TEXTE À LIRE.
+-------+

Les objectifs réels poursuivis par les capitalistes « français » ne sont que leurs propres intérêts, quelques soient les
conséquences sanitaires et les risques imposés à la population. Une sortie du nucléaire, basée sur le développement des
économies d’énergies et sur le développement des énergies renouvelables ne pourrait qu’être favorable aux classes sociales
exploitées de ce pays. D’ailleurs, la population est favorable à plus de 65 % à la sortie du nucléaire. Il reste à concrétiser cette
envie, en informant massivement la population sur la possibilité réelle et positive d’une sortie du nucléaire, pour que puisse se
développer un véritable mouvement de masse capable d’imposer ses choix.

La dangerosité immense de la filière électronucléaire impose que l’on ne puisse pas se satisfaire d’une sortie progressive
du nucléaire. Ce qu’il faut viser, c’est une sortie quasi immédiate du nucléaire ; une sortie qui ne peut pas attendre que le
système capitaliste soit démantelé lui aussi et qui imposera, peut-être, la remise en service, temporaire, de centrales thermiques
émettrices de gaz à effet de serre.

Pour gagner ce combat, il est nécessaire, dès aujourd’hui, de mener d’autres combats : pour le développement des
économies d’énergie et des énergies renouvelables ; un combat culturel pour que les classes sociales exploitées s’émancipent
du consumérisme et que se développent le plus possible des éléments d’alternatives sociales et économiques, des
contrecultures autonomes par rapport à l’idéologie dominante… Ces éléments sont à la fois des moyens pour convaincre les
classes sociales exploitées de la possibilité réelle de la sortie du nucléaire et pour préparer concrètement celle-ci... en
anticipant sur les infrastructures nécessaires à la sortie du nucléaire.

Pourquoi il faut sortir du nucléaire

La première raison qui apparaît est le risque d’accident majeur, comme il s’en est produit par exemple à Kychtym (URSS)

+-------+

LIGNES DE DONNÉES.
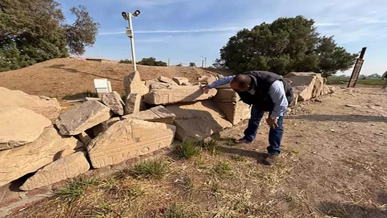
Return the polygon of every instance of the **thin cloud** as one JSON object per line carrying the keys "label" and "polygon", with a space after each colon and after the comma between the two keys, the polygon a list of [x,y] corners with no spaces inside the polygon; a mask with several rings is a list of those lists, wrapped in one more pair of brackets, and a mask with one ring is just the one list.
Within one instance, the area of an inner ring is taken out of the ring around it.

+-------+

TRAVAIL DEMANDÉ.
• 1. Pouvez-vous reproduire mot pour mot le passage du texte sur la sortie du nucléaire compris entre « La dangerosité immense » et « effet de serre. », ces deux bornes incluses ?
• 2. Pouvez-vous reprendre le texte sur la sortie du nucléaire à partir de sa dernière phrase et en poursuivre la rédaction ?
Le matériel n'est d'aucune utilité ici.

RÉPONSES PAR CONSIGNE.
• 1.
La dangerosité immense de la filière électronucléaire impose que l’on ne puisse pas se satisfaire d’une sortie progressive
du nucléaire. Ce qu’il faut viser, c’est une sortie quasi immédiate du nucléaire ; une sortie qui ne peut pas attendre que le
système capitaliste soit démantelé lui aussi et qui imposera, peut-être, la remise en service, temporaire, de centrales thermiques
émettrices de gaz à effet de serre.

• 2.
en 1957, à Three Mile Island (USA) en 1979, à Tchernobyl (Ukraine) en 1986 et en 2011 à Fukushima (Japon). Ces accidents
majeurs font peser un risque énorme et très particulier aux régions où sont installées des centrales nucléaires : au-delà des
dizaines, voire des centaines de milliers de morts qu’ils entraînent plus ou moins rapidement, en particulier pour les travailleurs
et les travailleuses qui tentent de limiter les rejets radioactifs dans l’environnement, un accident nucléaire majeur rend des
régions entières impropres à toute vie humaine. Quelles conséquences en France, par exemple d’un accident majeur à la
centrale de Nogent-sur-Seine, près de Paris ?

En France, les réacteurs nucléaires vieillissent et se fragilisent. Et pourtant, la centrale de Fessenheim vient d’être
prolongée pendant dix années supplémentaires. En 2006, 739 « incidents » ont eu lieu sur le parc nucléaire. Et au-delà de cet
aspect technique, d’autres risques non ou mal maîtrisés rendent l’exploitation de l’énergie atomique effroyablement
dangereuse : erreur humaine, risque sismique, risque d’attentat …

Mais, le danger nucléaire c’est aussi une pollution chronique issue de la totalité de la filière nucléaire (mines, production
du combustible, centrales électronucléaire, retraitement...). Le nucléaire, c’est enfin le casse-tête sans aucune solution
acceptable des déchets nucléaires qui s’accumulent pour des durées se mesurant en centaines de milliers d’années, voire en
millions d’années.

La logique même du capitalisme qui prévaut sur toute la planète accroît encore plus les risques qui touchent d’abord les
travailleurs du nucléaire et les populations voisines des centrales : les politiques continues de réduction des coûts de
maintenance, de sous-traitances généralisées et sans formations suffisantes, voire pour les années à venir de délocalisation des
centrales vers les pays du Sud, ne peuvent qu’accroître les dangers de l’industrie nucléaire.

Et que penser, si les économies occidentales devaient s’effondrer sous les coups de boutoir de la crise, des risques d’une
telle industrie laissée à l’abandon ?

Enfin, nous n’oublions pas que la technologie nucléaire civile est depuis ses débuts, comme elle l’est encore aujourd’hui,
intimement liée à la prolifération de la bombe nucléaire qui fait peser un risque, considérable lui-aussi, même s’il est d’une
autre nature, à l’humanité toute entière.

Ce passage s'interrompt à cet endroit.